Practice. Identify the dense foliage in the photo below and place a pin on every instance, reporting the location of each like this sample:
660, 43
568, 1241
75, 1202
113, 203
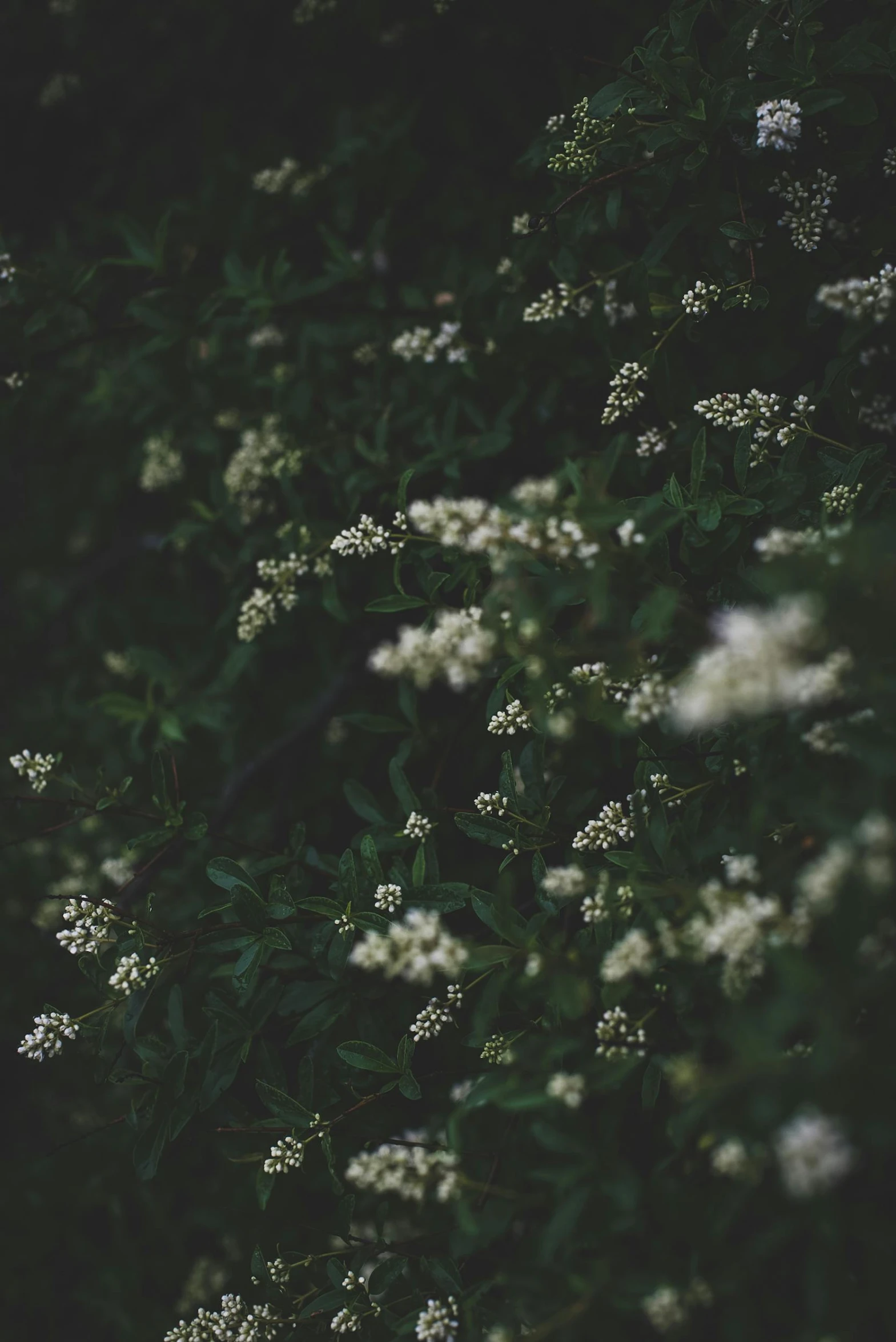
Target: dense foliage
450, 675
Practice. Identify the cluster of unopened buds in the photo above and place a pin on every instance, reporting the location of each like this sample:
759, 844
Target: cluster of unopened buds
556, 302
387, 898
368, 537
697, 301
35, 768
131, 974
509, 721
420, 343
286, 1155
617, 1037
841, 500
609, 830
491, 804
436, 1015
625, 391
47, 1036
417, 827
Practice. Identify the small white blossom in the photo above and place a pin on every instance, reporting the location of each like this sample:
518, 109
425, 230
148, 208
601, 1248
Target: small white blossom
89, 929
437, 1322
417, 827
625, 391
858, 298
456, 648
285, 1156
617, 1037
409, 1172
610, 828
841, 500
47, 1037
760, 664
564, 882
35, 768
813, 1155
388, 898
509, 721
415, 949
633, 955
568, 1087
131, 975
163, 463
778, 124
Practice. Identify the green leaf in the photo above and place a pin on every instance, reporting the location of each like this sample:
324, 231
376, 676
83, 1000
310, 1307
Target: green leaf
356, 1052
248, 908
227, 874
363, 802
397, 602
283, 1106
==========
Aim of the exercise: Reproduce the entries above without change, omitting all pictures.

Answer box:
Practice. Identify the dense foliage in the photo below and place a pin on every instance, reporting the location of each like this sample:
660, 43
568, 1241
75, 1202
113, 203
Target: dense foliage
450, 675
Practice. Identify the cluster of unopened buds in the photo above and place a pin on every instance, reporting the location of each like this sample:
759, 844
Target: cluster of unopened buds
556, 302
387, 898
368, 537
697, 301
35, 768
131, 974
509, 721
420, 343
286, 1155
617, 1037
841, 500
609, 830
491, 804
436, 1015
625, 391
47, 1036
417, 827
Practice. Identify the small white blossom in the photo above and place a pin on every instance, reporting the location of each like this sample:
518, 109
425, 230
148, 208
601, 1248
Target: small white blossom
89, 929
437, 1322
417, 827
625, 391
858, 298
456, 648
285, 1156
617, 1037
409, 1172
610, 828
841, 500
47, 1037
760, 664
564, 882
35, 768
813, 1155
388, 898
509, 721
415, 949
633, 955
568, 1087
131, 975
163, 463
778, 124
Practice. Identify the green leaf in the photo above and place a pin on every instance, reporting the location of each like this sample:
324, 231
376, 676
83, 1000
310, 1307
Target: green leaf
356, 1052
248, 908
227, 874
363, 802
397, 602
283, 1106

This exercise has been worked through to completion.